╭──

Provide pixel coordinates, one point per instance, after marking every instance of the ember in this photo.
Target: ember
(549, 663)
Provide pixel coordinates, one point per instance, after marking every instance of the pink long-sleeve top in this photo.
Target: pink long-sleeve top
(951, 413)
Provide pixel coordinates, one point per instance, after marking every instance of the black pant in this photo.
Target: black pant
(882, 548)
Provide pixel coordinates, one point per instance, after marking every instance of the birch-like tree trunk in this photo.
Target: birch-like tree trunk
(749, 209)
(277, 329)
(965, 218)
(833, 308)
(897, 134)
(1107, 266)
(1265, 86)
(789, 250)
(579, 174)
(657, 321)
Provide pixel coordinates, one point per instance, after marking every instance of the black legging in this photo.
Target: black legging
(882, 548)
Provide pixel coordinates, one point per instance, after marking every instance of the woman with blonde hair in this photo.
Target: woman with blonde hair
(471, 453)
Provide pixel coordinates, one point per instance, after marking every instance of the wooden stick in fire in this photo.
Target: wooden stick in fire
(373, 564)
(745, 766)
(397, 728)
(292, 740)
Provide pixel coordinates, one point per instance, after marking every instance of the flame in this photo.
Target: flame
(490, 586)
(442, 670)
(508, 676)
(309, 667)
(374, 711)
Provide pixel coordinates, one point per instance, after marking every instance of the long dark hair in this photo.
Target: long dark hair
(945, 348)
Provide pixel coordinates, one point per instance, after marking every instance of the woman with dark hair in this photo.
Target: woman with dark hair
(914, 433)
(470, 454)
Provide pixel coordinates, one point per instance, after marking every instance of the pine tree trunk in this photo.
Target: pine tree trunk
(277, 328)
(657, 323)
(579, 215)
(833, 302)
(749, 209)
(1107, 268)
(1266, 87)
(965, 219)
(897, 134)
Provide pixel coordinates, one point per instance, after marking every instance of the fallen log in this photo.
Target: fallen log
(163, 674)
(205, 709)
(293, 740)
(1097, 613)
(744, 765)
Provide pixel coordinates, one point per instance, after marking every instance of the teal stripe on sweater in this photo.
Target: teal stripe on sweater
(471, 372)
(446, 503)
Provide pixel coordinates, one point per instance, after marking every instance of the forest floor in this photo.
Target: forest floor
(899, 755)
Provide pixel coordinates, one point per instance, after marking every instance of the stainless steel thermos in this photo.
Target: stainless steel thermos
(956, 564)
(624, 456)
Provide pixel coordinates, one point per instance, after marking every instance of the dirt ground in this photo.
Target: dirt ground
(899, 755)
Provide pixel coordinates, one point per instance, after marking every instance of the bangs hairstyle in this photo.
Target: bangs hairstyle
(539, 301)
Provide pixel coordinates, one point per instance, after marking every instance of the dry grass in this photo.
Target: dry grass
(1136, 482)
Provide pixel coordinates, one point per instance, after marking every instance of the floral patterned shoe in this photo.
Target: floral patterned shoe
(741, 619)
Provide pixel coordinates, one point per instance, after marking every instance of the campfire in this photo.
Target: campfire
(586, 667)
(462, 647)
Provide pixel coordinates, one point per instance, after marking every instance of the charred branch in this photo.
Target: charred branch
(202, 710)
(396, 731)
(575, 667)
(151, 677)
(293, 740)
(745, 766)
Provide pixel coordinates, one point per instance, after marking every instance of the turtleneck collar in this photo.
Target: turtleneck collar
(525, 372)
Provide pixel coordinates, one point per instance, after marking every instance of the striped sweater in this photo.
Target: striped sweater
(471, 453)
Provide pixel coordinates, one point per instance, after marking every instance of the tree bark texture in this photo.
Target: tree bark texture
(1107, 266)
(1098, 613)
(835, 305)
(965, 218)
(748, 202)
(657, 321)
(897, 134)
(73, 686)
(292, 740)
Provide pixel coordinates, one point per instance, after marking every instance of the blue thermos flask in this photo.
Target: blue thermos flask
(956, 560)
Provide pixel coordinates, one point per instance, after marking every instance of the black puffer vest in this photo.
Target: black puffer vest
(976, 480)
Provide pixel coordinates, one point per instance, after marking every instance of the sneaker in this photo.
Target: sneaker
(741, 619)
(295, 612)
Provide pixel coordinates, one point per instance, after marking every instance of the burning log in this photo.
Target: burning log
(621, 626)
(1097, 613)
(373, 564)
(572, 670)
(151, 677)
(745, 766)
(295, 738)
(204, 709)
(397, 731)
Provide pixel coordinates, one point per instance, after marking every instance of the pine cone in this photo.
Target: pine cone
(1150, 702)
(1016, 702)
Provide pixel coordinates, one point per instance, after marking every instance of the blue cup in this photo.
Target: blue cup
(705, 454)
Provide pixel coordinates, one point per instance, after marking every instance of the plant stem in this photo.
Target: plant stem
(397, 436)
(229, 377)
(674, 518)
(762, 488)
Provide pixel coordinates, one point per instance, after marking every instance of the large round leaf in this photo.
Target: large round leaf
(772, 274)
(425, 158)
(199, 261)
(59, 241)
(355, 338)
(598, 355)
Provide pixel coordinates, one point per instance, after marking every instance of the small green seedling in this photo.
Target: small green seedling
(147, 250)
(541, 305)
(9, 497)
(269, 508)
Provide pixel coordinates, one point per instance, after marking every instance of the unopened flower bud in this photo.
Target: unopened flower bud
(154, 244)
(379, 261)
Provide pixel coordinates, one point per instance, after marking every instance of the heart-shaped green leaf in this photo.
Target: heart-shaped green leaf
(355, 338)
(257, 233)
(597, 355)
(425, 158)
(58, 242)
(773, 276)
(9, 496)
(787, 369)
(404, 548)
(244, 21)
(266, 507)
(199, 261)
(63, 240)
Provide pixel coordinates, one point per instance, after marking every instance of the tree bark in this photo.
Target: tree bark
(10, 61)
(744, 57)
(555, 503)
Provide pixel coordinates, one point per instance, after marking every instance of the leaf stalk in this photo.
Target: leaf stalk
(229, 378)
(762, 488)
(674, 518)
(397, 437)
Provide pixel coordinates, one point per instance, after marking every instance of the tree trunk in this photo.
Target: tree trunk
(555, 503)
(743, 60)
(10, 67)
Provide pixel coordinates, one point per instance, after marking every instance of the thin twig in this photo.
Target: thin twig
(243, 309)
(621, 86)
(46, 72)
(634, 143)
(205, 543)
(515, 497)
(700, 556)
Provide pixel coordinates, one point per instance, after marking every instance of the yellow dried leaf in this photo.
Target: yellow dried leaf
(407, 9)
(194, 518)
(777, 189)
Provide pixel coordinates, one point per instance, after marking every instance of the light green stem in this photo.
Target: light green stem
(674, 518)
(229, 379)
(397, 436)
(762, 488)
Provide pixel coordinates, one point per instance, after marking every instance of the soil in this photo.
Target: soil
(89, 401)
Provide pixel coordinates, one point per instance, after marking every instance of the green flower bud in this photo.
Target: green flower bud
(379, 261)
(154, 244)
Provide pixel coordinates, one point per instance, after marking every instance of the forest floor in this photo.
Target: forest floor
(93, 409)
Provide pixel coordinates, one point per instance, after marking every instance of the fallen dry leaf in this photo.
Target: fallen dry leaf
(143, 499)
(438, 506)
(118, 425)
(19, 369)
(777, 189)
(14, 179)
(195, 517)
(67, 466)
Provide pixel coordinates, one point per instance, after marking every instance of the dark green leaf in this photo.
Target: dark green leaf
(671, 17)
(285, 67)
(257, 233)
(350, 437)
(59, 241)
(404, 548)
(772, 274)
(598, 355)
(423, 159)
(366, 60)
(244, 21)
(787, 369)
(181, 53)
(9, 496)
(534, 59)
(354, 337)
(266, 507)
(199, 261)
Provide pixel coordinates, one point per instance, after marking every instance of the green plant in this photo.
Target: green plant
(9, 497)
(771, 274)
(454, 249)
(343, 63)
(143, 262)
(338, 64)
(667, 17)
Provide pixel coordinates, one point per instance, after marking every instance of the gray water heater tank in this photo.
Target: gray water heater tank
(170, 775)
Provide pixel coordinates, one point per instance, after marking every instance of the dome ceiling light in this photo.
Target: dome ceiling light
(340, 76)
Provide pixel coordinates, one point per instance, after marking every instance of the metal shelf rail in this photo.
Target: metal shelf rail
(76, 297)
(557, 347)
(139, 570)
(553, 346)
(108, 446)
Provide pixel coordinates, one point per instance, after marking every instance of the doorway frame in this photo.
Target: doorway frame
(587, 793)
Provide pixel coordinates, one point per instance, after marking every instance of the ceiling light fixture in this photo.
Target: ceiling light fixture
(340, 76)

╰──

Problem to work on:
Repeat exactly the lines from the line containing "plant in this photo." through the last line of the records above, including both, and nothing else.

Response to the exercise:
Provide pixel coordinates, one point per instance, after marking every instance of the green plant in this photo.
Target: green plant
(9, 497)
(771, 274)
(454, 249)
(343, 63)
(143, 262)
(338, 64)
(667, 17)
Provide pixel coordinates, one point per instance, after marking every instance of the gray water heater tank in this photo.
Target: gray water heater tank
(170, 775)
Provide pixel coordinates, one point per instance, after marking every instance of the dome ceiling light in this photo.
Target: dome ceiling light
(340, 76)
Provide pixel coordinates, one point per instance, after marking every instance of the metal shelf rail in this photo.
Target: metal shelf rail
(76, 297)
(557, 347)
(139, 570)
(553, 346)
(108, 446)
Provide pixel coordinates, one point per instance, after marking every instance of the doorway frame in this photo.
Target: doorway frame
(587, 793)
Provide pixel coordinates, one point per instance, after marking every instance of the ceiling light fixture in this photo.
Target: ceiling light fixture
(340, 76)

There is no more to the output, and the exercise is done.